[Stored dataset items]
* * *

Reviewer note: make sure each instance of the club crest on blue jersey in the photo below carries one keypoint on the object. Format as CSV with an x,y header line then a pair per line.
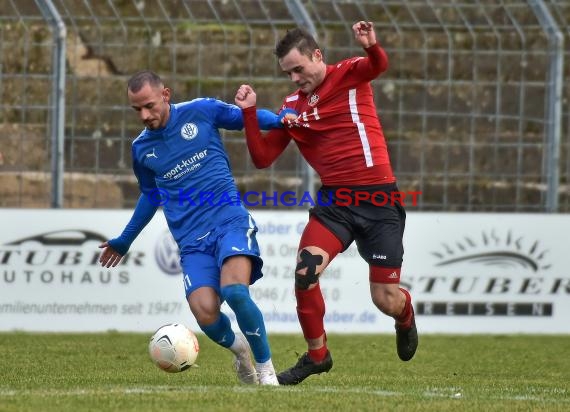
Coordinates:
x,y
189,131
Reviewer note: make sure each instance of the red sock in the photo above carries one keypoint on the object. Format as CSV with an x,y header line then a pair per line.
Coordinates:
x,y
318,355
404,320
311,313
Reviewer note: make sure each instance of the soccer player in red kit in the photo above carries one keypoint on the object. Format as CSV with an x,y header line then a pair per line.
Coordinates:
x,y
338,132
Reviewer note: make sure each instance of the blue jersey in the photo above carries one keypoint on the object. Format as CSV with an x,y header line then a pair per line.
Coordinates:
x,y
184,167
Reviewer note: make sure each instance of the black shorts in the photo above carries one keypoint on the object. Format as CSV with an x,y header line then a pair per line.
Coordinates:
x,y
376,224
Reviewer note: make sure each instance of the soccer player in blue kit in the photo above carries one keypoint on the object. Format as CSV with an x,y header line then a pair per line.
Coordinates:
x,y
181,164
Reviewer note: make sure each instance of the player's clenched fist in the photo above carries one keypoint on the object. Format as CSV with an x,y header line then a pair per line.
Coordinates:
x,y
364,33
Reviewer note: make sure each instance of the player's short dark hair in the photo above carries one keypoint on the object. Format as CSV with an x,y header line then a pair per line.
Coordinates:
x,y
298,38
138,80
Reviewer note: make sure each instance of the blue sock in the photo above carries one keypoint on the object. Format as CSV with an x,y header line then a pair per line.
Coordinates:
x,y
220,331
249,319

* * *

All records, pictures excluded: copy them exactly.

Reply to the exercise:
Reviewer note: make sure each instance of the club crest on blue jersey in the photo below carries one keypoint on the object. Format as CSV with an x,y header line then a pair per line.
Coordinates:
x,y
189,131
Reviewer note: make sure each instance of the red sock in the photo above carries one keypoint on the object. Format as CSV with an x,y header line then a pair per line.
Coordinates:
x,y
318,355
404,320
311,313
Reviewer note: make sure each instance of the soccer player in red kit in the photo above carries one keypoint on the object. Format as CSV with an x,y header line then a pair per line.
Coordinates:
x,y
338,132
Reviewer note: make sure each instance of the blue jersey in the photo above carries one keypoint on the object. Format as CSV with an x,y header line then a pair per line.
Coordinates:
x,y
184,167
Reviewer note: make sure each instance of the black shorts in the photo above carries one keypoint on the object. Format as CSV with an x,y header line then a pair per line.
Coordinates:
x,y
376,224
Reviewer note: make sure each instance of the soccer player in blue kit in the photo above carries one keypoint on the object. Format as CSV with an x,y header line then a pair per line.
Coordinates:
x,y
181,164
Reviewer note: make sure each instance of the player's clenched fist in the photo above carries one keypoint on the object. Format as CSV with an x,y header line then a pair per line.
Coordinates:
x,y
364,33
Reviewer note: make sure each instance of the player's short dark hair in the photo above carries one keypoint on the object. Format as CSV with an x,y header line then a pair per line.
Coordinates:
x,y
298,38
138,80
Reviewer note: make sure each instance of the blue sock in the photo above carries one keypoint on the object. Format as CSV with an x,y header line then a pair per line.
Coordinates:
x,y
220,331
249,319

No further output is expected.